### What you have to do
Return the entries in full, exactly as written.
== Material supplied
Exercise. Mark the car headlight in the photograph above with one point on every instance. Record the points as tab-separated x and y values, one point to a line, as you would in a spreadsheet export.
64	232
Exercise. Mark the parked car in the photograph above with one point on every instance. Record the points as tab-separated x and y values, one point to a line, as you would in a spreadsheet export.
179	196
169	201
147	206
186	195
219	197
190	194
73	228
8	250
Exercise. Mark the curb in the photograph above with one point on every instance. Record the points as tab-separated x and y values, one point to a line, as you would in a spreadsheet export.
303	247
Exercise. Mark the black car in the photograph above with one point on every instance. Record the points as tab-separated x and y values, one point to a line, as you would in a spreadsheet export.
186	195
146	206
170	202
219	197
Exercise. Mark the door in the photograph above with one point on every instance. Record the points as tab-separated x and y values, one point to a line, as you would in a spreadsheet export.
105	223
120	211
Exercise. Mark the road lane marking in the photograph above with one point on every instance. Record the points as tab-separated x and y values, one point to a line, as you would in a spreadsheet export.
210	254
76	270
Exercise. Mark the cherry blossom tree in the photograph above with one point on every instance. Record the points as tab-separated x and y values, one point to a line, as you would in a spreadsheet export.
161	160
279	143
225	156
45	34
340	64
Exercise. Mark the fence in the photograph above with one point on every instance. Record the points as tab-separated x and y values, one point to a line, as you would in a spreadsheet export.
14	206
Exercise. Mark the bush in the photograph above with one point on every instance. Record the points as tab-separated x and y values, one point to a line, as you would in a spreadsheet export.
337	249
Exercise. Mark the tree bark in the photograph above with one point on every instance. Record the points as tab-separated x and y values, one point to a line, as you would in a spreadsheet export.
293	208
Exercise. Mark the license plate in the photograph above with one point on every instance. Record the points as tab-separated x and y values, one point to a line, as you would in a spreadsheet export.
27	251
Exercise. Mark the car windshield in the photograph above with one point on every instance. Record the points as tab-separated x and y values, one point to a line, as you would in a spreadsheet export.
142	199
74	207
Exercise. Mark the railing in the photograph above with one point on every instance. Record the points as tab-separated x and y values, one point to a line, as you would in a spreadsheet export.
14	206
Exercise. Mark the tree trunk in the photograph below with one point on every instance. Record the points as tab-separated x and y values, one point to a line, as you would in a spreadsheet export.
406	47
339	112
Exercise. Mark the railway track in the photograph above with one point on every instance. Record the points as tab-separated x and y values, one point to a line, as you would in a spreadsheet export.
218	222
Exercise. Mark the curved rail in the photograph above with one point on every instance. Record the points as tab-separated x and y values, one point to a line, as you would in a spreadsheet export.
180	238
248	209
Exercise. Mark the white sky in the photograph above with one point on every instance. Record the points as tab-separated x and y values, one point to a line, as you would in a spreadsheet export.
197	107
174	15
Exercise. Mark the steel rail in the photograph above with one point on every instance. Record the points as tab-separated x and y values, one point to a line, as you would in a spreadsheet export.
====
### Result
Exercise. Mark the car headlight in the photograph above with one point on every instance. Record the points as tab-separated x and y values, one point to a line, as you would in a spreadsheet export.
64	232
Exercise. Mark the parked car in the photograph above with one point on every instance. Record the points as tab-separated x and y values, one point to a line, as you would in a spreadsheet export.
179	196
169	201
147	206
186	195
219	197
190	194
73	228
8	250
Exercise. Mark the curb in the photograph above with one point on every instance. Record the points as tab-separated x and y values, one point to a line, as you would in a spreadsheet export.
303	247
Exercise. Mark the black car in the photograph above with one point on every instance. Record the points as tab-separated x and y values, one point to a line, as you would in a spreadsheet export.
186	195
146	206
170	202
219	197
Exercise. Mark the door in the photograph above with one point on every instance. Record the points as tab-separated x and y values, one point to a line, as you would in a spreadsheet export.
105	223
120	211
Exercise. Mark the road lane marking in the photograph above with one point on every instance. Record the points as tab-separated x and y values, one point to a line, as you would in a spreadsheet export.
210	254
76	270
Exercise. Mark the cherry blossom tree in the photograph above with one point on every instance. Record the points as tab-separated x and y values, one point to a line, as you would in a spreadsheet export.
161	160
279	143
225	156
45	34
340	64
Exercise. Mark the fence in the photograph above with one point on every instance. Record the points as tab-separated x and y values, one point to a line, as you would in a spreadsheet export.
14	206
Exercise. Mark the bush in the photograph above with one point on every instance. Record the points as tab-separated x and y values, one point to a line, as you would in a spreadsheet export.
337	249
Exercise. Mark the tree bark in the photograph above with one point on every instance. Record the points as tab-separated x and y values, one point to a line, as you would in a spreadsheet export.
293	208
Exercise. Mark the license plate in the photograph above with one point on every instance. Record the points as tab-separated x and y values, one point to a line, as you would in a spreadsheet export.
27	251
Exercise. Mark the car windshield in the photograph above with one point on every instance. Record the points as tab-separated x and y values, one point to a line, as you would in a spreadsheet export.
142	199
74	207
Exercise. Mark the railing in the photograph above with one point on every instance. Record the points as tab-separated x and y values, one point to a line, as you would in a spreadsheet export.
14	206
Exercise. Mark the tree trunk in the photograph below with one point on every instance. Record the points as tab-separated x and y values, one point to a line, as you would in a spreadsheet export.
406	47
339	112
Exercise. Mark the railway track in the photograph above with one point on every instance. Record the points as tab-separated x and y values, one point to a line, as you would in a spreadsheet export.
218	222
Exercise. Mark the curved rail in the photograph above with one point on every instance. Record the points as tab-separated x and y values, one point to a line, as you would in a spreadsheet export.
180	238
248	209
Exercise. Mark the white sky in the photograph above with one point on every instance. Record the points as tab-separated x and y values, one point to a line, as you would in a spreadsheet export.
197	107
174	15
Exercise. Mark the steel rail in the photograph above with one point on every instance. Record the points as tab-separated x and y values, one point to a line, as you would in a spreadsheet export.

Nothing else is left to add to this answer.